• Schriftliche Aufgabe 1: Gib aus dem Text über Softwarekomplexität den Abschnitt von „Beispiele für Inkonsistenzen“ bis einschließlich „die Codequalität verringern.“ wortgetreu wieder.
• Schriftliche Aufgabe 2: Führe den Text über Softwarekomplexität im Anschluss an seinen letzten Satz weiter.

══ Angezeigter Text ══

Beispiele, bei denen wir mit Testkomplexität konfrontiert werden, sind:
- Das Erreichen einer vollständigen Testabdeckung komplexer Funktionen mit vielen bedingten Verzweigungen erfordert eine große Anzahl von Testfällen. Das macht das Testen zeitaufwändig und anfällig für fehlende Randfälle.
- Das Schreiben von Unit-Tests für ein einzelnes Modul in einem eng gekoppelten System kann schwierig sein, da sie das Mocking aller anderen Modulabhängigkeiten erfordert. Dies ist komplex und zeitaufwändig und kann zu fragilen Tests führen, die bei Codeänderungen leicht fehlschlagen können.
Komplexe Systeme erfordern komplexe Tests. Das Testen dieser Systeme dauert länger, was zu höheren Kosten und verzögerten Veröffentlichungen führt. Der Code eines komplexen Systems ist schwer zu durchschauen, was zu fehlenden Testfällen führen kann und die Wahrscheinlichkeit erhöht, dass komplexe Systeme Bugs enthalten.
Wenn die Komplexität während des Softwareentwicklungsprozesses berücksichtigt wird, können weniger komplexe Systeme geschaffen werden. Solche Systeme sind leichter zu testen, und da sie leichter zu verstehen sind, ist es wahrscheinlicher, dass keine Testfälle übersehen werden. Dadurch ist es auch weniger wahrscheinlich, dass das System Fehler enthält, was zu Kosteneinsparungen, geringerem Risiko und besserer Qualität führen kann.
Inkonsistenzen
Inkonsistenzen in einem Softwaresystem können auftreten, wenn verschiedene Teile des Systems einander widersprechen.
Beispiele für Inkonsistenzen sind:
- Für verschiedene Teile der Codebasis werden unterschiedliche Benennungskonventionen und Programmierungsstile verwendet. Dies kann die Lesbarkeit und das Verständnis des Codes erschweren, die Fehlerquote erhöhen und die Codequalität verringern.

═══
══ Material ══

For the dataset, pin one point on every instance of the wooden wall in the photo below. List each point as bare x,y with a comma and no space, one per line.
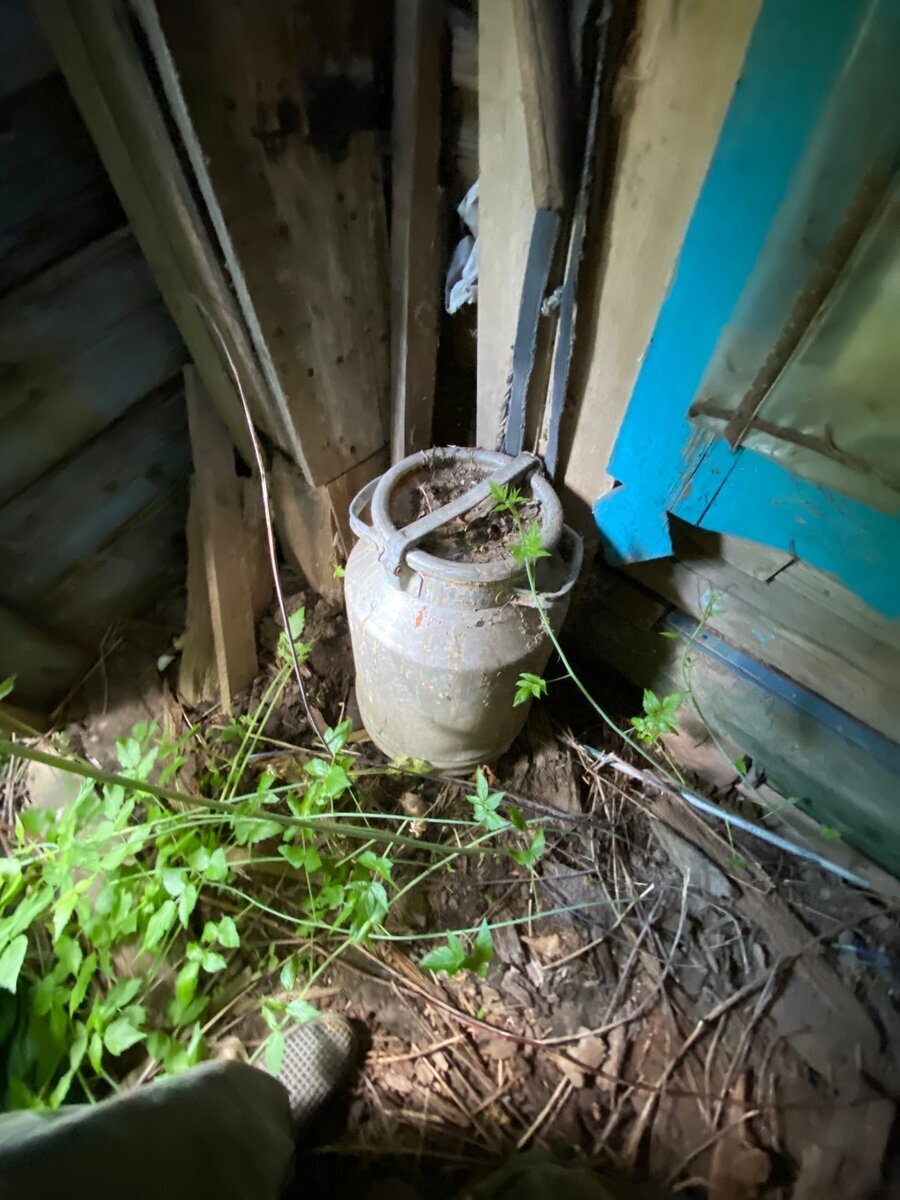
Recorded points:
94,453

═══

• Endergebnis 1:
Beispiele für Inkonsistenzen sind:
- Für verschiedene Teile der Codebasis werden unterschiedliche Benennungskonventionen und Programmierungsstile verwendet. Dies kann die Lesbarkeit und das Verständnis des Codes erschweren, die Fehlerquote erhöhen und die Codequalität verringern.

• Endergebnis 2:
- Eine Software besteht aus mehreren Modulen, die Datum und Uhrzeit unterschiedlich handhaben. Einige Module verwenden die Ortszeit, andere die UTC-Zeit. Dies kann zu Fehlern führen, wenn Daten zwischen diesen Modulen ausgetauscht werden.
Es gibt mehrere Gründe, die zu Inkonsistenzen führen können, z. B:
- Unterschiedliche Konventionen und Programmierungsstile.
- Unterschiedliche Entwürfe von Implementierungen. Ein einfaches Beispiel wären zwei Methoden zum Auffinden eines Textes in einer Zeichenkette. Die eine Methode erwartet, dass Sie zuerst die Zeichenkette und dann den Suchbegriff übergeben, während die andere Methode erwartet, dass Sie zuerst den Suchbegriff übergeben.
- Unterschiedliche UI-Interaktionen. Ein Dialog erwartet zum Beispiel, dass der / die Benutzer:in die Eingabetaste drückt, während ein anderer erwartet, dass der / die Benutzer:in auf eine Schaltfläche klickt.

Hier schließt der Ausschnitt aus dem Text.